Whether it's a Nine-Man afternoon game on a field without lights in western Minnesota or a fill-the-bleachers clash between crosstown rivals, prep football is the great equalizer. ¶ Homecoming is homecoming, regardless of the school. And few things bring a community together more fully than a Friday night under the lights. ¶ There are nearly 400 teams across the state and equally as many compelling stories. ¶ Here are five from Greater Minnesota that are worth some attention.(1) CONFERENCE CAROUSEL

The changes in conference membership that reached an apex in the metro in 2009 has spread outstate. There is a new league on the prairie, the Granite Ridge. Its current members are Little Falls, formerly of the Central Lakes; St. Cloud Cathedral, Foley, Milaca and Mora, all of whom left the West Central; and Princeton and Zimmerman, who were in the Mississippi 8. The West Central also lost Long Prairie-Grey Eagle, which departed for the Prairie Conference, and is expected to lose Albany, New London-Spicer and Melrose after this season.

West Central Area (not to be confused with the West Central Conference) is joining the Prairie Conference and will replace departed Eagle Valley, Parkers Prairie and Pillager.

(2) SOUTHEAST SUPREMACY

Outside of the metropolitan area, no region in the state has been as successful at winning state championships than southeast Minnesota.

Teams from the area, roughly defined as Mankato to the Wisconsin border and south of the Twin Cities to Iowa, have won 16 state championships since 2001. Over that span, Caledonia and Rushford-Peterson have won three championships each, but 10 other schools have won one.

The region looks loaded again, with Caledonia and Waterville-Elysian-Morristown looking like the class of Class 2A and Rochester Lourdes hoping to defend its Class 3A state championship.

(3) BLUE EARTH GOES BIG

Home-grown beef is not unusual in rural Minnesota. Each year a handful of large, physical young men come in off the prairie or down from the Iron Range to mete out punishment on the football field. But it isn't often that a school the size of Blue Earth -- a Class 2A school with an enrollment of 322 -- can boast of two such players in the same season.

= Problems to solve =
A - In the article on Minnesota prep football, how many state championships have teams from southeast Minnesota won since 2001?
B - Write the next part of the article on Minnesota prep football, beginning right after its final sentence.

= Items listed in a dataset =

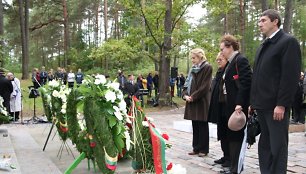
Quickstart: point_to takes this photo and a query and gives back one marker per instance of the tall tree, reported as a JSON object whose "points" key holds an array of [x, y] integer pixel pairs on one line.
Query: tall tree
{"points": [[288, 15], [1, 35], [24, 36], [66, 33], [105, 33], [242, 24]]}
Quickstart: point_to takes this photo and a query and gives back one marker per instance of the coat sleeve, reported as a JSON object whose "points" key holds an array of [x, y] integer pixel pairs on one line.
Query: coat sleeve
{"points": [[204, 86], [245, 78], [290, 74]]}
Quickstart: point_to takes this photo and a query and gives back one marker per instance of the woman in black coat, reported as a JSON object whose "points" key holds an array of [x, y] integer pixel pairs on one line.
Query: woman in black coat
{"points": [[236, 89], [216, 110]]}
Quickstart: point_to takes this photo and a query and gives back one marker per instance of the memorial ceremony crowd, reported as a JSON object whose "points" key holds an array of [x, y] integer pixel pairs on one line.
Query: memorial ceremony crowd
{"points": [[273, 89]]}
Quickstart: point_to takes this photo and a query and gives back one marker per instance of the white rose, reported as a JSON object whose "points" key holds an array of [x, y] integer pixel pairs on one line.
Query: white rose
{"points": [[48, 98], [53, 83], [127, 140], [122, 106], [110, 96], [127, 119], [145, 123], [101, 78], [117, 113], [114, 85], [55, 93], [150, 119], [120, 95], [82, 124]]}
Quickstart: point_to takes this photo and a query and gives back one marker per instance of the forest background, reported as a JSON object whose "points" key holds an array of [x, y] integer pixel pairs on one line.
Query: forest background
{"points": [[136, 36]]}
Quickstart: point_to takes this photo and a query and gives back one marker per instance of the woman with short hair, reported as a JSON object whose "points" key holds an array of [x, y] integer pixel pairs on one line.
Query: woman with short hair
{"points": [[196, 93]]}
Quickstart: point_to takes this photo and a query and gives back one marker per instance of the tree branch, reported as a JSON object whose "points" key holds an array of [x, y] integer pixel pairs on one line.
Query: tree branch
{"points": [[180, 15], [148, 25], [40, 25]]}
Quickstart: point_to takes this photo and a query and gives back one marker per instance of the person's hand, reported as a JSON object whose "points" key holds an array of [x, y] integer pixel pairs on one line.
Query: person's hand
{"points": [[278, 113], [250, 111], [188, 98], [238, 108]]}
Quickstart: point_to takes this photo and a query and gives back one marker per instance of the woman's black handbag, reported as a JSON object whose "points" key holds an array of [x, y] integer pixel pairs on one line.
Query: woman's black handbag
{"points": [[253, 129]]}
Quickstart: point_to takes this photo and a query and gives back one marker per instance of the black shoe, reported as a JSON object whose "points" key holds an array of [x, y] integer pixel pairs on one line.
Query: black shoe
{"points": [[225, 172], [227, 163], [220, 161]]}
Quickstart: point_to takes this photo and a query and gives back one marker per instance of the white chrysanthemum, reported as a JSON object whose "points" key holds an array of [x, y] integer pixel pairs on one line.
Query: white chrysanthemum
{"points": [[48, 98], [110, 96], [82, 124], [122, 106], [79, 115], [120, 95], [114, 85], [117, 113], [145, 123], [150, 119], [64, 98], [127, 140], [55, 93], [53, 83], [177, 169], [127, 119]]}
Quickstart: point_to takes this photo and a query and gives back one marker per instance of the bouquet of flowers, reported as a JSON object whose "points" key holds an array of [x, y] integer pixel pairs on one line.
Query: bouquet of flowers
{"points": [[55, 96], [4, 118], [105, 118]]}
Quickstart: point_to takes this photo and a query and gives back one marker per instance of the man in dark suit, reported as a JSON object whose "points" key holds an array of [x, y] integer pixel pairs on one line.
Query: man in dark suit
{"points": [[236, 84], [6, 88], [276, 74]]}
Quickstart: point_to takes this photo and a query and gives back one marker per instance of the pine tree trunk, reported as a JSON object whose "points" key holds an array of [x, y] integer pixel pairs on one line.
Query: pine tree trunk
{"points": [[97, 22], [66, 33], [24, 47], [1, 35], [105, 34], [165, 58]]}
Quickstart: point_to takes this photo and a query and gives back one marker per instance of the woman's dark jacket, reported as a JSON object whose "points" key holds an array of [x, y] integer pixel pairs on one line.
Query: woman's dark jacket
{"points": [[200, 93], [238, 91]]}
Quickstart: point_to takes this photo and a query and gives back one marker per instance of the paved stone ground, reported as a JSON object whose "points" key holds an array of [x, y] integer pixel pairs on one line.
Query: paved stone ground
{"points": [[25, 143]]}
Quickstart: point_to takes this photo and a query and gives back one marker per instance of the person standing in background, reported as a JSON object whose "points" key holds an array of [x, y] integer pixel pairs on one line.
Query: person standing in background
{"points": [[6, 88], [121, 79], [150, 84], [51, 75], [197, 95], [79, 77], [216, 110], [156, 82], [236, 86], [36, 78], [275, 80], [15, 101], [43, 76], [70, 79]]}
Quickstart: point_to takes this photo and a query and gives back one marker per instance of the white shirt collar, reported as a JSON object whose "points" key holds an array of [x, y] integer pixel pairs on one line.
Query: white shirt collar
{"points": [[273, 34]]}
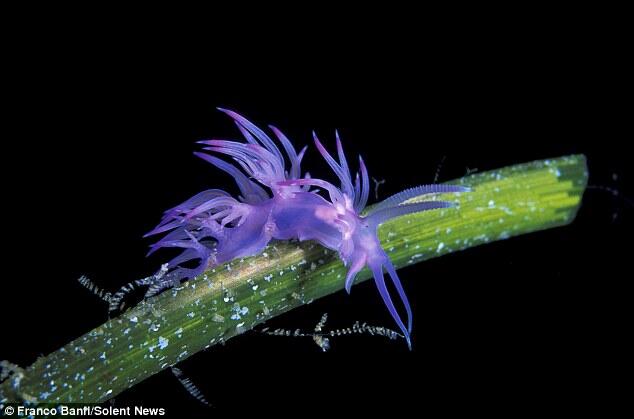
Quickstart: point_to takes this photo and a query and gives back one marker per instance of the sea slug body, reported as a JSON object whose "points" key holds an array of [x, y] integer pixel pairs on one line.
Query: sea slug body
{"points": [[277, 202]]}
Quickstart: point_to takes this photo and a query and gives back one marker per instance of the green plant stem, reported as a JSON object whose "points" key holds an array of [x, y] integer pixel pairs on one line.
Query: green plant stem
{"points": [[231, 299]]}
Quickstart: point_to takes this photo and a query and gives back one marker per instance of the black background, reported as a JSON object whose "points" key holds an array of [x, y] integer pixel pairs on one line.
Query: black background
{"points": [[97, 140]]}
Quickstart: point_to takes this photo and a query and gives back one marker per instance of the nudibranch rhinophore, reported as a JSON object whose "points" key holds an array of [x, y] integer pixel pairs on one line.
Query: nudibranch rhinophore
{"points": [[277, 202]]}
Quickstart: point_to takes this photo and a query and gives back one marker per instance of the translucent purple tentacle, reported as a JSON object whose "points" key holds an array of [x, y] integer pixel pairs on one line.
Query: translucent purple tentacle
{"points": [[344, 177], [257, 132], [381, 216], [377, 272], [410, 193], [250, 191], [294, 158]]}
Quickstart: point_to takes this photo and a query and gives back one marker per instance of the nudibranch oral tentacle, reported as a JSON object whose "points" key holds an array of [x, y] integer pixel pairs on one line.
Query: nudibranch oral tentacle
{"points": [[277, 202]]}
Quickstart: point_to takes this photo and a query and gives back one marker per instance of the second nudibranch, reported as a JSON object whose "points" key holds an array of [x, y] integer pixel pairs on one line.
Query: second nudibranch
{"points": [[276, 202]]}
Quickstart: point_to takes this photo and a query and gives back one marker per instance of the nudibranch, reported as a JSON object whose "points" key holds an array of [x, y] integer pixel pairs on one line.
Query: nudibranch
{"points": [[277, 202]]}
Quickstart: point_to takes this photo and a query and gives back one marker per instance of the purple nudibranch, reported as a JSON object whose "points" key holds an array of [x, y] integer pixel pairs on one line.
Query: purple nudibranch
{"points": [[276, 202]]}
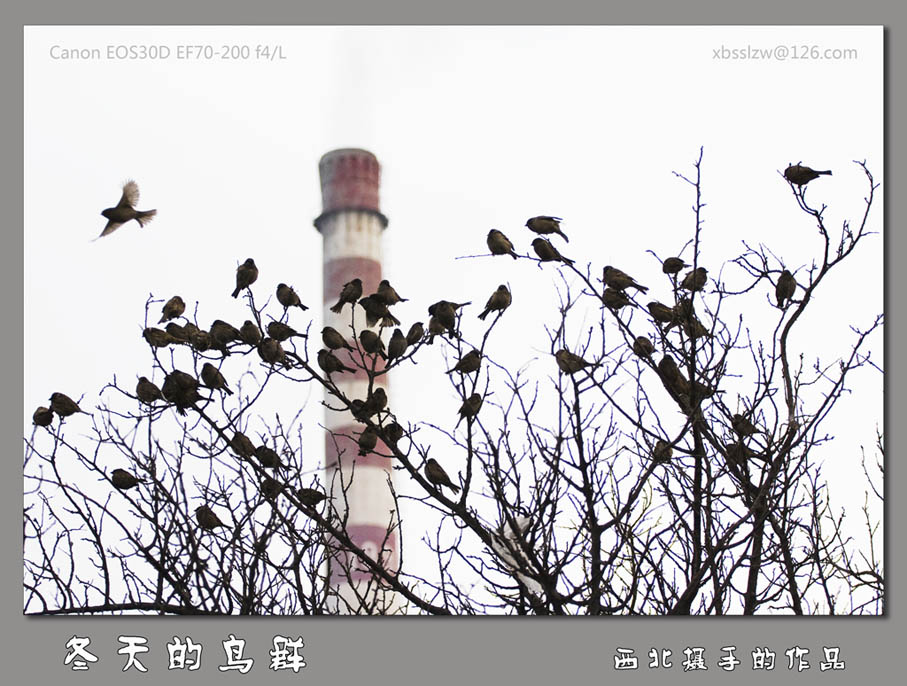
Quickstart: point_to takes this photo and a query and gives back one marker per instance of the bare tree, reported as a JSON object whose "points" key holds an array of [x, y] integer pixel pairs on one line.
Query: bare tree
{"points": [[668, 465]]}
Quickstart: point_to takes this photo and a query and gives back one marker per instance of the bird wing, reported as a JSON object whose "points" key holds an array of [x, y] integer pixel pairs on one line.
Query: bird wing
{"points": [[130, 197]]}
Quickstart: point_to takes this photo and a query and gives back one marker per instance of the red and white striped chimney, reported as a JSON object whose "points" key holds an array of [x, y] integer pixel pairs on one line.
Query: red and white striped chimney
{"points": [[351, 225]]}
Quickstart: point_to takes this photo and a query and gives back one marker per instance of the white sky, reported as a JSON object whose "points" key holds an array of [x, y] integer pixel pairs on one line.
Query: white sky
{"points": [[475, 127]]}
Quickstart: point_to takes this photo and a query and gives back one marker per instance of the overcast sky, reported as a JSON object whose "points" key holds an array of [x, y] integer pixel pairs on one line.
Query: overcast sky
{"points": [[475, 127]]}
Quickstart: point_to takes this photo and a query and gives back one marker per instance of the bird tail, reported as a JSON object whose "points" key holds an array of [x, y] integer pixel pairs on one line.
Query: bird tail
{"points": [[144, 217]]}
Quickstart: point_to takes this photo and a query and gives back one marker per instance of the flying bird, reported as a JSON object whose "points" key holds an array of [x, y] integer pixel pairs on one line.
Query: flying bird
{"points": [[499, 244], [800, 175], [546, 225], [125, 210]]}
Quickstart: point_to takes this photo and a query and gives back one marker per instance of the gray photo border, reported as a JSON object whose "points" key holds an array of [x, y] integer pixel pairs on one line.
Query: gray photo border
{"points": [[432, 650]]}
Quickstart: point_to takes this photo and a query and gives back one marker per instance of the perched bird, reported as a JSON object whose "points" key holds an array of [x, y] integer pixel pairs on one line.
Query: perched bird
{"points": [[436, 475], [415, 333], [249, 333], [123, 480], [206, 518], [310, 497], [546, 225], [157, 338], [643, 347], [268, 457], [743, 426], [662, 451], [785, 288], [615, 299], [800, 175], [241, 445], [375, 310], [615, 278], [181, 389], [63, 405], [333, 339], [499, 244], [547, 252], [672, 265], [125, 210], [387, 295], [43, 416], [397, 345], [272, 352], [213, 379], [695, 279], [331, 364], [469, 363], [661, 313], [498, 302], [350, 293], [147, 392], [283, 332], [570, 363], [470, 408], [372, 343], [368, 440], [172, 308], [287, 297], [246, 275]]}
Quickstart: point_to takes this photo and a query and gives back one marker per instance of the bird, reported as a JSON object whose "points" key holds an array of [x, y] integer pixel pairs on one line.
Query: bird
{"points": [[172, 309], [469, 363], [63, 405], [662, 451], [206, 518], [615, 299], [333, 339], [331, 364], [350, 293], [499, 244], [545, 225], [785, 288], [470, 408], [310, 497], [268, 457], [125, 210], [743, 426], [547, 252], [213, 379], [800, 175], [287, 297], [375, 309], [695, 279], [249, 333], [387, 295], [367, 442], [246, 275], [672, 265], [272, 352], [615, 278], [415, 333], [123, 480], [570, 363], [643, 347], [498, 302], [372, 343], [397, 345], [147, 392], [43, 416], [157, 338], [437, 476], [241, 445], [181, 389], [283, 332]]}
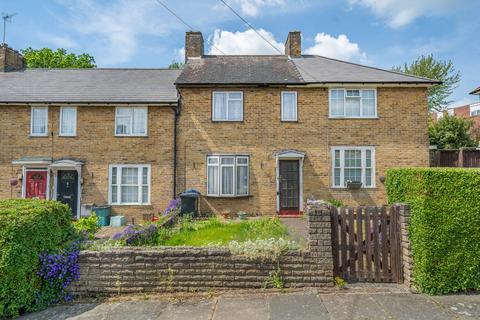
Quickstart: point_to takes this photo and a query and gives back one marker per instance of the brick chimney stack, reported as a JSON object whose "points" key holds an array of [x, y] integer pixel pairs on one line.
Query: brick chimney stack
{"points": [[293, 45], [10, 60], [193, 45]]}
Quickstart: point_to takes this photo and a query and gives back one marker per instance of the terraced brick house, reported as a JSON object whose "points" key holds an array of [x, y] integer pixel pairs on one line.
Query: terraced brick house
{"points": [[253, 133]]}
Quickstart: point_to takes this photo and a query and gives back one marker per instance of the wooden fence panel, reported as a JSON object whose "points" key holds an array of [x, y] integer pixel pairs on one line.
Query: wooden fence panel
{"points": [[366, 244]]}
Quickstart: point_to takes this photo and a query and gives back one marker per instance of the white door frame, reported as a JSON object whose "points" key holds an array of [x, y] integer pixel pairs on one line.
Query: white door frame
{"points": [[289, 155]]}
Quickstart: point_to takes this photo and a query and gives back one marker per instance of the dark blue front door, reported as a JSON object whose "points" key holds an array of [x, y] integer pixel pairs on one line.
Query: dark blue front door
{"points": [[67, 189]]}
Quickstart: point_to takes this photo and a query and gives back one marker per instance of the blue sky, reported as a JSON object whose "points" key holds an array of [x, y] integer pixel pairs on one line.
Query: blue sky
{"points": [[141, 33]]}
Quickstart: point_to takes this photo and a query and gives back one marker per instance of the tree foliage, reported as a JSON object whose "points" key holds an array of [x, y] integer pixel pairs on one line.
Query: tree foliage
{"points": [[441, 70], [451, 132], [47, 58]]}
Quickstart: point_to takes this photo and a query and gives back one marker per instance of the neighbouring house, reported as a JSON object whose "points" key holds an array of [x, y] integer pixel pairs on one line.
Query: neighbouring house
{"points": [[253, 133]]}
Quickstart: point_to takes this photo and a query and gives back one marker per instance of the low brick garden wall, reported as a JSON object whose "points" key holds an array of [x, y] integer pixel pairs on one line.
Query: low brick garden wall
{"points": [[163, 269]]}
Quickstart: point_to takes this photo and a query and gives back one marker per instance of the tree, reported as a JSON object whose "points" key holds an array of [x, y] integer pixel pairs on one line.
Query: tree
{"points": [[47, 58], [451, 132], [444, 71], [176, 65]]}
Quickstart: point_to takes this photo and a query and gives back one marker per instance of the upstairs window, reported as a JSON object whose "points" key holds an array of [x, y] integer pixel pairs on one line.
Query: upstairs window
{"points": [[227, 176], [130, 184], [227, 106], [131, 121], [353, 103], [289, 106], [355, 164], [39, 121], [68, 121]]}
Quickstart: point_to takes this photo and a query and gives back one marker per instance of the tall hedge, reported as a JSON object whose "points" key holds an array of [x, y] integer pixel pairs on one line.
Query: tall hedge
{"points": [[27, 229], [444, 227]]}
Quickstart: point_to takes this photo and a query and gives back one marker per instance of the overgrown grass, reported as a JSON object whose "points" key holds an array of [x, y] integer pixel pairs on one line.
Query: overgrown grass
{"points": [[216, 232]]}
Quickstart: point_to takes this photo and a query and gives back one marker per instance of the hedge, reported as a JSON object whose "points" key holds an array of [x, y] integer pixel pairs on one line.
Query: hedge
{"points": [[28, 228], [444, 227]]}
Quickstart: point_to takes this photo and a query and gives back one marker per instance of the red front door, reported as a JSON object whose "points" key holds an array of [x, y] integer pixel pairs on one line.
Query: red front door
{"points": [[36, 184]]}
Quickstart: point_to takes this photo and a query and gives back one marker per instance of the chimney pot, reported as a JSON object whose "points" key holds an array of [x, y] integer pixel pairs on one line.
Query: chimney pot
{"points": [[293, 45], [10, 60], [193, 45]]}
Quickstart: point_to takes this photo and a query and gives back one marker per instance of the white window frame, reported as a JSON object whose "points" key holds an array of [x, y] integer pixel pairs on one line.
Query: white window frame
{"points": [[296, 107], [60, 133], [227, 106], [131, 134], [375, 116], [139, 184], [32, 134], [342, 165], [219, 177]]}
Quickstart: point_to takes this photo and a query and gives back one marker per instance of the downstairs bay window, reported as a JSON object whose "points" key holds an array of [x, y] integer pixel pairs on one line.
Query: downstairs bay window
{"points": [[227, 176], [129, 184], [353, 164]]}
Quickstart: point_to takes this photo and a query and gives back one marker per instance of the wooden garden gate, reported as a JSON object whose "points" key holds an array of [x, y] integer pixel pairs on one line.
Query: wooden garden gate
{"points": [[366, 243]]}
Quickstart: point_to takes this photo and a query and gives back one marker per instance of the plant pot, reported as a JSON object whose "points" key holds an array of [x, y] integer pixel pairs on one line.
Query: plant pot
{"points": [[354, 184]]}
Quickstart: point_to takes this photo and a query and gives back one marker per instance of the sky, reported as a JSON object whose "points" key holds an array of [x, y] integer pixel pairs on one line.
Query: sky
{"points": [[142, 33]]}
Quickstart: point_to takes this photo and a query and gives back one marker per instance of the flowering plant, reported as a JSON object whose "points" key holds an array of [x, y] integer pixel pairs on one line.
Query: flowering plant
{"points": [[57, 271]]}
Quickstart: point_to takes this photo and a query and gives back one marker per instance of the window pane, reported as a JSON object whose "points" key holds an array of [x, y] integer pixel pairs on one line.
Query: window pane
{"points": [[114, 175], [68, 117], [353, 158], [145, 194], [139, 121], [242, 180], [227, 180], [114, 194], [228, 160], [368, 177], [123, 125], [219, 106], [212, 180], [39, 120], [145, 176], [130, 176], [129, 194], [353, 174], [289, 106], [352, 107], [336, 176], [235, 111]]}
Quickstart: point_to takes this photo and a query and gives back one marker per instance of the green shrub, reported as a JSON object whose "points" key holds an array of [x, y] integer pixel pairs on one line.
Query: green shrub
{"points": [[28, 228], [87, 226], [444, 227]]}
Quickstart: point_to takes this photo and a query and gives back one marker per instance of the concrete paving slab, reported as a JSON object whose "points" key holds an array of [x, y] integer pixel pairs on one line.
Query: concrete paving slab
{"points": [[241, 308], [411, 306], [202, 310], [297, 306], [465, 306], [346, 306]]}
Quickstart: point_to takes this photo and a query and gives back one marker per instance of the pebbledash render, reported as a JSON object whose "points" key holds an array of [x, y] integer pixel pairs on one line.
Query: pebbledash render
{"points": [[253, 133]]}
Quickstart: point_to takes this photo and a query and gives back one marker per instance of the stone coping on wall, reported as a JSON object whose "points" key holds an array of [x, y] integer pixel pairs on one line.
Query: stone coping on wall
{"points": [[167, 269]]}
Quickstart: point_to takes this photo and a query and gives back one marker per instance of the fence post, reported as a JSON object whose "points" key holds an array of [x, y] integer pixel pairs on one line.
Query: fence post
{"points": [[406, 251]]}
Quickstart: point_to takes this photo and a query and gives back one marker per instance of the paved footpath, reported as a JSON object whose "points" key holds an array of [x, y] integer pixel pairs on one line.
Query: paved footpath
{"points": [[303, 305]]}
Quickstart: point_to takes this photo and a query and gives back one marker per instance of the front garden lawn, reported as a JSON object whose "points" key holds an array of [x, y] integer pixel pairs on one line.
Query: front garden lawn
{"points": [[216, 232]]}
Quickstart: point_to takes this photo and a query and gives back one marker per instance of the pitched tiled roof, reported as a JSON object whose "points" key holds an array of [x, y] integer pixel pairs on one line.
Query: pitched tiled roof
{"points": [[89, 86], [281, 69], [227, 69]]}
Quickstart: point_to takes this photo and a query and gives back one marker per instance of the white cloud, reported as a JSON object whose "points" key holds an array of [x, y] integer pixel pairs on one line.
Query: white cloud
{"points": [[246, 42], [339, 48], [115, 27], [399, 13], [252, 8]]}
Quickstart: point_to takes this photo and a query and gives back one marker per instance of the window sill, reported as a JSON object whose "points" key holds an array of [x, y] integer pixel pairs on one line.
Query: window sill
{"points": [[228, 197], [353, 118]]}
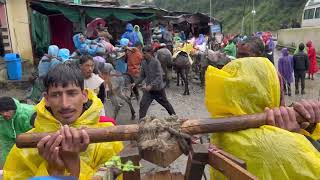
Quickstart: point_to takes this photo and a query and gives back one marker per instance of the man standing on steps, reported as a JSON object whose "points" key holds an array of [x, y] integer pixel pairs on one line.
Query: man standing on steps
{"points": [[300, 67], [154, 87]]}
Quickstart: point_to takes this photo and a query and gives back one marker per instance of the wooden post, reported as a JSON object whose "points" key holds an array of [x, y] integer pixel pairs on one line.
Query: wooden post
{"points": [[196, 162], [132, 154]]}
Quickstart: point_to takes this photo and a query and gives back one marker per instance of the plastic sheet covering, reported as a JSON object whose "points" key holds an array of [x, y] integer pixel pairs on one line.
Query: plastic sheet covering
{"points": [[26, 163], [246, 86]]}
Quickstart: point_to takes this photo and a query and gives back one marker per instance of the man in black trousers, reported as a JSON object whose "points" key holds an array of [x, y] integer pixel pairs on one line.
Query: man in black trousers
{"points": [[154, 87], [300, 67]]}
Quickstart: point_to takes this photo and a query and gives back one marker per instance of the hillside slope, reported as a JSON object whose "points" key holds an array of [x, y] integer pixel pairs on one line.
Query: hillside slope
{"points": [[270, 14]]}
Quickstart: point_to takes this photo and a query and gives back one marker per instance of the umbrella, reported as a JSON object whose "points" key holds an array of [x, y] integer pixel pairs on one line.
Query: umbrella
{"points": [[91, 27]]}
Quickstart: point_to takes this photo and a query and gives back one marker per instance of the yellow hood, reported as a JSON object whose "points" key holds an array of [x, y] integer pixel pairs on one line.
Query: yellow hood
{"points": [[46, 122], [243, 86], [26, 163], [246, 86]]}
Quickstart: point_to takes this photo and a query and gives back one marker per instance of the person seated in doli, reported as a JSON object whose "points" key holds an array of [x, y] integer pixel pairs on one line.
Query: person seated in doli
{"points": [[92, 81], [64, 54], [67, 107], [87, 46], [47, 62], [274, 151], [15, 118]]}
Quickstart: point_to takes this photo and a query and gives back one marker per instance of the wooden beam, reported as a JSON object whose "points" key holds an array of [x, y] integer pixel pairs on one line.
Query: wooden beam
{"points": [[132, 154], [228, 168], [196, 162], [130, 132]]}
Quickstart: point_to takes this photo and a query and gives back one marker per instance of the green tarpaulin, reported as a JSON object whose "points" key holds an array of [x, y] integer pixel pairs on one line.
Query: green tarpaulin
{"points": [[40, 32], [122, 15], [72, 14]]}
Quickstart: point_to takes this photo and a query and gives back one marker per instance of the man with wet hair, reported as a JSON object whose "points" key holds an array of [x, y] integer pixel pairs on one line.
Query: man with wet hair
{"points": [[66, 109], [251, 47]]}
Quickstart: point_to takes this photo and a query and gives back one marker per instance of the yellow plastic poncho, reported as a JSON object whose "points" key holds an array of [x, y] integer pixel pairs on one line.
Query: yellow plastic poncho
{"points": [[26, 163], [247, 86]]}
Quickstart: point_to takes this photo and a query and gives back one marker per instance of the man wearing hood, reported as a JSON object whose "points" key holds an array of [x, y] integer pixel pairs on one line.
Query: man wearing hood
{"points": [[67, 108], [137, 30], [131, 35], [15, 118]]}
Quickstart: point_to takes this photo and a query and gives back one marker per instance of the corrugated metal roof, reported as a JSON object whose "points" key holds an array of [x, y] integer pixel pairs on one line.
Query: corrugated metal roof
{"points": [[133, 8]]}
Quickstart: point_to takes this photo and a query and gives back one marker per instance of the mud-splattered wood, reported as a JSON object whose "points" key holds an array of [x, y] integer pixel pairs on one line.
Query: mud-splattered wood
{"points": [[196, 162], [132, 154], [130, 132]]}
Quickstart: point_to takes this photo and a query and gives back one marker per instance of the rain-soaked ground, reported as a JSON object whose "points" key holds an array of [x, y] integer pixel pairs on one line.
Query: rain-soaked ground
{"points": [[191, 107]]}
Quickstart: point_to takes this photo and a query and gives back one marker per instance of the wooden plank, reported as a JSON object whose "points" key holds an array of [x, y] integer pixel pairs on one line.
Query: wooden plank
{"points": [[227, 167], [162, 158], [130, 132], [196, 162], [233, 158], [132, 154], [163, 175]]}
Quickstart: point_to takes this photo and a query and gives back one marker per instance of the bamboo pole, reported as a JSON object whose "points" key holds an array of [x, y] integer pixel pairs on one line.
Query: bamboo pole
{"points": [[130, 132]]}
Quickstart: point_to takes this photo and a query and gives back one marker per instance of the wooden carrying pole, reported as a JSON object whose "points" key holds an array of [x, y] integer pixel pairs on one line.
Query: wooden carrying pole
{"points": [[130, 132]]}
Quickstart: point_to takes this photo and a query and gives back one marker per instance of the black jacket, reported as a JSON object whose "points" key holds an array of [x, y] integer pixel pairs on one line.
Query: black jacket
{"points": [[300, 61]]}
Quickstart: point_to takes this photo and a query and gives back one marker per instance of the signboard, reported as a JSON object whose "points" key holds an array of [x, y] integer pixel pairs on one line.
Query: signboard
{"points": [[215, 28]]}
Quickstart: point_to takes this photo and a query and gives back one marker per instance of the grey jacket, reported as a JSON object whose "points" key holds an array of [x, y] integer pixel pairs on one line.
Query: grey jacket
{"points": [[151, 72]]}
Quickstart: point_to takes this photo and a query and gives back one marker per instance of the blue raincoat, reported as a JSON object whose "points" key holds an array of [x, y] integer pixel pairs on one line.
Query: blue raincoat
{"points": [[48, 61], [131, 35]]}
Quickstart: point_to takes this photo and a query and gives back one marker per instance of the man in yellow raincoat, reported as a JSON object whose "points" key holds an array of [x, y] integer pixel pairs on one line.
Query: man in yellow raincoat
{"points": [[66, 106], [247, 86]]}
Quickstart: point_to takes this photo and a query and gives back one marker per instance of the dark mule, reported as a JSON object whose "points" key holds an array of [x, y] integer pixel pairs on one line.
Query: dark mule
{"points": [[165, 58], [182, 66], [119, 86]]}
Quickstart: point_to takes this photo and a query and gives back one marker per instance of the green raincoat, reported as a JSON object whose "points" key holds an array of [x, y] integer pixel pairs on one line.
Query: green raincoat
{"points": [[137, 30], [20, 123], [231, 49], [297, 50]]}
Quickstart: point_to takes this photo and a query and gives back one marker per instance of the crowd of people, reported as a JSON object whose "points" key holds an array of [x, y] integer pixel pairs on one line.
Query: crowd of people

= Exercise answers =
A - Sixteen.

B -
On a Blue Earth roster that lists 24 juniors and seniors, two names stand out: offensive line recruits Jonah Pirsig, a 6-9, 300-pound tackle who committed to the Gophers after receiving offers from nearly every Big Ten school, and Sam Lee, a 6-5, 300-pound guard who is being recruited by Iowa, Iowa State, Wisconsin and Minnesota.

Who says size doesn't matter?

(4) GRAND RAPIDS BECOMES METRO

Because of scheduling issues created by Grand Rapids' acceptance into the Central Lakes Conference in 2013, the Thunderhawks are playing what amounts to a Wright County Conference schedule. They will travel to the western edges of the metro area four times on alternate weeks, playing at Dassel-Cokato, Glencoe-Silver Lake, Orono and Hutchinson. They will play host to Delano, Annandale and Waconia. Their only game that could be considered local is their Sept. 30 home game against Duluth East.

(5) ST. CLAIR DROPS FOOTBALL

A school with a short-but-successful gridiron history -- the Cyclones won the Nine-Man state championship in 1989 during a run in which they made the state tournament four times in six years -- is citing low turnout and player safety issues for dropping varsity football and playing a JV-only schedule. The school hopes to revive the varsity program in 2012-13.

10 TO WATCH

Players are listed alphabetically.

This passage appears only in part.